# Task description
Rescale the records from the line with "Guideline: the keypoint for each instance of the grass" up to and including the line with "Query: parked car", and reproduce only those lines, requests included. Multiply every coordinate in the answers by 1.35 and round to whole numbers, rounding halves up, leaving the requests and their format samples unchanged.

--- Start of Data listing ---

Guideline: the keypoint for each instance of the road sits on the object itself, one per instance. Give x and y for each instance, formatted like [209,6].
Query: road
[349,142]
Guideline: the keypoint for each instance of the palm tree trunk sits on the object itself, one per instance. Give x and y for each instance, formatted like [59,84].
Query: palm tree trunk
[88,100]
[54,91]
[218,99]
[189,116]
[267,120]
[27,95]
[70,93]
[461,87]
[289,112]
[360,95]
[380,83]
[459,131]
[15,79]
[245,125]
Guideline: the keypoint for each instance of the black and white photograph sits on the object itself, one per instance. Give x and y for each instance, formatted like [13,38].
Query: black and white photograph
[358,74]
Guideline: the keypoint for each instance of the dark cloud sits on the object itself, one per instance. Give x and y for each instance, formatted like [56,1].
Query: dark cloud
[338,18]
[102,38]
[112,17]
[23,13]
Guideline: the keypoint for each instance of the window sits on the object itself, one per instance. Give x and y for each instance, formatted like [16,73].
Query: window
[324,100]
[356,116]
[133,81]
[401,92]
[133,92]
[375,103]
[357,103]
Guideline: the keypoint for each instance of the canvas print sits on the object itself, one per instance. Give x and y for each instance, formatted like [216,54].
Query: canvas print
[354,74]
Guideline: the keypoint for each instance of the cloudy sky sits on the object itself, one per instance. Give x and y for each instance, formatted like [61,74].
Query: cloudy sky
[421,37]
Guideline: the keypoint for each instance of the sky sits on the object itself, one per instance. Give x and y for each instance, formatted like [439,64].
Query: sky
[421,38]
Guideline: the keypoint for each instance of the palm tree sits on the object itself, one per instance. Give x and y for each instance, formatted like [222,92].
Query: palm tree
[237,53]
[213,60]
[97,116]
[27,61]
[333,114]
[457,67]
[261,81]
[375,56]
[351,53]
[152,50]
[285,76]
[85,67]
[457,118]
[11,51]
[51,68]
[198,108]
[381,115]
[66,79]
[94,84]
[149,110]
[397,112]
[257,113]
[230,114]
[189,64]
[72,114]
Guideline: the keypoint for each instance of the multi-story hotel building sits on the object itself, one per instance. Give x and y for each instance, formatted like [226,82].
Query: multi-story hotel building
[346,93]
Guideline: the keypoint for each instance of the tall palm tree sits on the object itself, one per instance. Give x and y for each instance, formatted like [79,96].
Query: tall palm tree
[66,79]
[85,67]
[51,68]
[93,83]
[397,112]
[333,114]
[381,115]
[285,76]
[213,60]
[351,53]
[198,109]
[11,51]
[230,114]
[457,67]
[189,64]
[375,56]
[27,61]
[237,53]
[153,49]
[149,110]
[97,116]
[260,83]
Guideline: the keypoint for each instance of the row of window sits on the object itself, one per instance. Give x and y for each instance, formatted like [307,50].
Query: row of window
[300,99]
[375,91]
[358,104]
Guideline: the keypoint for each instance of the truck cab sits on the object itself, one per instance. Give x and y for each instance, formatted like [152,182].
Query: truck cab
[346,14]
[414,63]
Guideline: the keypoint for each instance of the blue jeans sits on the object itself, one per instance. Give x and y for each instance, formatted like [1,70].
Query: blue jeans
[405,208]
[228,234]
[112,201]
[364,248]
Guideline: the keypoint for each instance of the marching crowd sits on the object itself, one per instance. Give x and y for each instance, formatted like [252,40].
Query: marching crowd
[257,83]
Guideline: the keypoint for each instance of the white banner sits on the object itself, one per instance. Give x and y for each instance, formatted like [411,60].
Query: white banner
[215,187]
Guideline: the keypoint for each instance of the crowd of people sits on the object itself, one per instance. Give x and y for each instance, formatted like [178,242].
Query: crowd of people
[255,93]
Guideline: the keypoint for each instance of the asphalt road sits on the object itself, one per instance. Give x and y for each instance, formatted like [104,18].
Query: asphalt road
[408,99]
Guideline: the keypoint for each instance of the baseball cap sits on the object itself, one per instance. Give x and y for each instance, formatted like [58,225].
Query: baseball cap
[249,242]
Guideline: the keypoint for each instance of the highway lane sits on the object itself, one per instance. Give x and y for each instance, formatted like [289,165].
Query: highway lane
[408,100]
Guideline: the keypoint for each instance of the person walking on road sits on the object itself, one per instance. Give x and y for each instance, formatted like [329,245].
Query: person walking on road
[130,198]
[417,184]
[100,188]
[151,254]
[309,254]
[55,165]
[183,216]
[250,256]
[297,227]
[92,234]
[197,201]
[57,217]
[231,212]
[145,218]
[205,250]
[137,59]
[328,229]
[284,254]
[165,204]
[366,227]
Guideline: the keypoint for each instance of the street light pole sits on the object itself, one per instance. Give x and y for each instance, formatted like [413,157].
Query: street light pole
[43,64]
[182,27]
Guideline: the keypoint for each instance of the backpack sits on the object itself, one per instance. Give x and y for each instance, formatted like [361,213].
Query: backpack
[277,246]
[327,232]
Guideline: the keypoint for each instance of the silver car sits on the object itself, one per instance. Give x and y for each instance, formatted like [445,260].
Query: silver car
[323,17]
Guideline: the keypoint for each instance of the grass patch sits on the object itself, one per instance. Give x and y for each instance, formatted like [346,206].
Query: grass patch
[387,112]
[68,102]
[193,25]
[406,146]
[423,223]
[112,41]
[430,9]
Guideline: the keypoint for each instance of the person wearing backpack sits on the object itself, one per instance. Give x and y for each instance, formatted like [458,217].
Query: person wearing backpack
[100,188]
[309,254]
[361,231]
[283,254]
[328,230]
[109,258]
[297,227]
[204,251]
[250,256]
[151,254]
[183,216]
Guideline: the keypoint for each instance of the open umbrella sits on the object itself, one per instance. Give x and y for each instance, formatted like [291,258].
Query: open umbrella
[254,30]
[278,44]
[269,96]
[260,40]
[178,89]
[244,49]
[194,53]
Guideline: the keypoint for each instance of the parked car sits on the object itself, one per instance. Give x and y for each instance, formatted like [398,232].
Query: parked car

--- End of Data listing ---
--- Start of Data listing ---

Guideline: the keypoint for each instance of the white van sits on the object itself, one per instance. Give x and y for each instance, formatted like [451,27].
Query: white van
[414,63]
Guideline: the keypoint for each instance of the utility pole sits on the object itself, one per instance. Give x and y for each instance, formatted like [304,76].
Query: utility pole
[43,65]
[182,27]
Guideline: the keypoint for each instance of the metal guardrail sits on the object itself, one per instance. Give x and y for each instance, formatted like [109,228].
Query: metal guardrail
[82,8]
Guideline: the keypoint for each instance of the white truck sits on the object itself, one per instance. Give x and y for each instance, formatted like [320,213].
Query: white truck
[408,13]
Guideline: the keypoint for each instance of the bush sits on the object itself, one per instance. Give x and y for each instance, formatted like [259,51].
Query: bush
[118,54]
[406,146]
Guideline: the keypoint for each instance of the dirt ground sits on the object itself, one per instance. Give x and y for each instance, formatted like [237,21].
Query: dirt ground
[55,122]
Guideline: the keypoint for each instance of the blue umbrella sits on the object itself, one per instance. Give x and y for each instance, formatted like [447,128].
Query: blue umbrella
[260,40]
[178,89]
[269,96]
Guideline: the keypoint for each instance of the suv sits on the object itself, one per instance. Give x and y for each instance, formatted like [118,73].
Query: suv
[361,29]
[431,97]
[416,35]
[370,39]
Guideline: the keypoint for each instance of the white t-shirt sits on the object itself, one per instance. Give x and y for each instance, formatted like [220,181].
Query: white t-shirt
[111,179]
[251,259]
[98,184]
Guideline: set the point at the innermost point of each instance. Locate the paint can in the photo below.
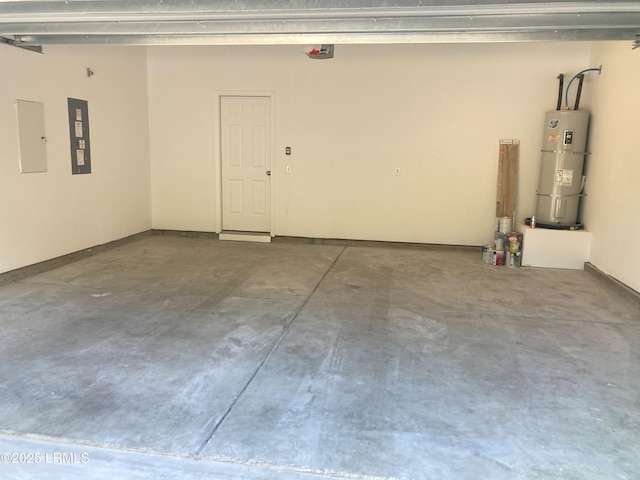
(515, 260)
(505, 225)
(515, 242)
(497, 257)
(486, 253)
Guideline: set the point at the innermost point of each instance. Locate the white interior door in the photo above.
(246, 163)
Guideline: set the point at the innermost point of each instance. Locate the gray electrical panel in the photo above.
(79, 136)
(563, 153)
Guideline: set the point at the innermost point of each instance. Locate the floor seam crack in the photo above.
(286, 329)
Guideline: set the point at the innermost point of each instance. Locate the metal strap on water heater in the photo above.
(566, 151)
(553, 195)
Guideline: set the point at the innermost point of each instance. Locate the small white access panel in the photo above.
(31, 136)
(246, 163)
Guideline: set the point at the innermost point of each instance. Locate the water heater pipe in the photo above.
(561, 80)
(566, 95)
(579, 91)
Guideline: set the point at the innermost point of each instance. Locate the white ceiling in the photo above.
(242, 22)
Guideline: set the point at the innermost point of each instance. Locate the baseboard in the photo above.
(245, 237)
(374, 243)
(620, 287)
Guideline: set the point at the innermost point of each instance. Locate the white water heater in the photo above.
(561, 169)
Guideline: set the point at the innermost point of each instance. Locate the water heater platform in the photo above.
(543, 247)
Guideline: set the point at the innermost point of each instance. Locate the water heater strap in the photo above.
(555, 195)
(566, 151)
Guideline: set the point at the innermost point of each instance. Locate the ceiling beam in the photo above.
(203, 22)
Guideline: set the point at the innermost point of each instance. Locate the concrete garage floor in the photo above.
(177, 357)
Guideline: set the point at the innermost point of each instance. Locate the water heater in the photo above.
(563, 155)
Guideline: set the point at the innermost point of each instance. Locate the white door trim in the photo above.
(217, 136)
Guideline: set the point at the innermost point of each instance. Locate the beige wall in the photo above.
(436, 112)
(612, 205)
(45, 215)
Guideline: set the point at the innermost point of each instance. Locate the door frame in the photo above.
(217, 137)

--- End of Data listing ---

# Answer
Guideline: the keypoint for each instance of the grass patch sits on the object itself, one per instance. Give x and y for each instance, formatted like [346,206].
Query: grass patch
[522,151]
[92,138]
[261,34]
[548,197]
[571,301]
[151,55]
[581,12]
Guideline: the keypoint for each instance of the person wearing backpack sits on the object itself, one per instance. Give x and y for each instance, formatted like [458,217].
Query: person wearing backpack
[135,254]
[417,343]
[487,312]
[382,343]
[443,311]
[147,348]
[401,306]
[275,339]
[338,346]
[204,343]
[247,292]
Guideline: the keypoint for each instance of the open umbrella sits on the object itself, one per instance. Give x and y for each instance, formatted like [291,258].
Query: open umbrella
[343,41]
[375,59]
[363,130]
[351,54]
[240,120]
[329,66]
[262,72]
Guideline: the keypoint for each instance of the parked car sits on the object itself, one per instance. Give x and y for each instance, formatted like [398,232].
Query: parked car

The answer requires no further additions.